Pembuatan kandang sapi potong perlu memperhatikan konstruksi
kandang. Hal-hal yang termasuk dalam konstruksi kandang yaitu atap kandang,
dinding kandang, lantai kandang, tempat pakan dan minum, gang/jalan, dan
selokan. Atap dapat berupa genting, asbes, seng, atau rumbia. Bahan atap yang
paling baik adalah dari bahan genting dan asbes karena tidak menimbulkan panas,
sedangkan atap kandang dari bahan seng dapat menyebabkan suhu udara dalam
kandang sangat panas. Apabila atap terbuat dari genting, maka kemiringannya
30-450 sedangkan atap yang terbuat dari asbes dan seng kemiringannya 15-200.
Ketinggian atap yang terbuat dari genting adalah 4,5 m untuk lokasi kandang di
dataran rendah sampai menengah dan 4 m untuk lokasi kandang di dataran
tinggi, sedangkan atap kandang dari bahan asbes dan seng ketinggiannya 4 m
untuk lokasi kandang di dataran rendah sampai menengah dan 3,5 m untuk lokasi
kandang di dataran tinggi (Peter, 2012).
Ada 2 macam model kandang sapi yaitu kandang bebas (loose housing)
dan kandang konvensional (conventional/stanchion barn). Kandang bebas
merupakan kandang terbuka tanpa penyekat antara ternak sehingga ternak bebas
bergerak pada areal yang cukup luas. Kandang konvensional merupakan kandang
yang diberi penyekat sehingga ternak tidak mempunyai kesempatan untuk
bergerak bebas. Ada dua tipe kandang konvensional yaitu kandang tipe tunggal
dan tipe ganda. Penempatan sapi dalam satu baris biasa dilakukan jika
menggunakan kandang tipe tunggal. Kandang tipe ganda, penempatan sapi
dilakukan dengan membuat dua baris atau jajaran dengan saling berhadapan atau
saling bertolak belakang dan di antara kedua baris sapi itu dibuat jalur untuk jalan
(Peter, 2012).

PERINTAH TUGAS 1:
Jawablah pertanyaan berikut berdasarkan kutipan tentang kandang sapi potong.
(a) Bahan atap apa yang paling baik menurut kutipan tersebut?
(b) Berapa ketinggian atap dari genting untuk lokasi kandang di dataran tinggi?
(c) Bagaimana penempatan sapi pada kandang tipe tunggal?
PERINTAH TUGAS 2:
Ubah bagian kutipan tentang kandang sapi potong yang dimulai dari "Pembuatan kandang sapi" dan berakhir pada "seng kemiringannya 15-200." dengan mengganti kata "genting" menjadi "genteng".

MATERI SUMBER:
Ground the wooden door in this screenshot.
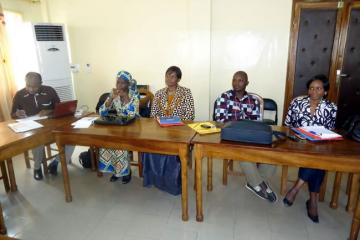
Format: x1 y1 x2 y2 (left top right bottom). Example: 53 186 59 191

HASIL LATIHAN 1:
(a) Genting dan asbes.
(b) 4 m.
(c) Sapi ditempatkan dalam satu baris.

HASIL LATIHAN 2:
Pembuatan kandang sapi potong perlu memperhatikan konstruksi
kandang. Hal-hal yang termasuk dalam konstruksi kandang yaitu atap kandang,
dinding kandang, lantai kandang, tempat pakan dan minum, gang/jalan, dan
selokan. Atap dapat berupa genteng, asbes, seng, atau rumbia. Bahan atap yang
paling baik adalah dari bahan genteng dan asbes karena tidak menimbulkan panas,
sedangkan atap kandang dari bahan seng dapat menyebabkan suhu udara dalam
kandang sangat panas. Apabila atap terbuat dari genteng, maka kemiringannya
30-450 sedangkan atap yang terbuat dari asbes dan seng kemiringannya 15-200.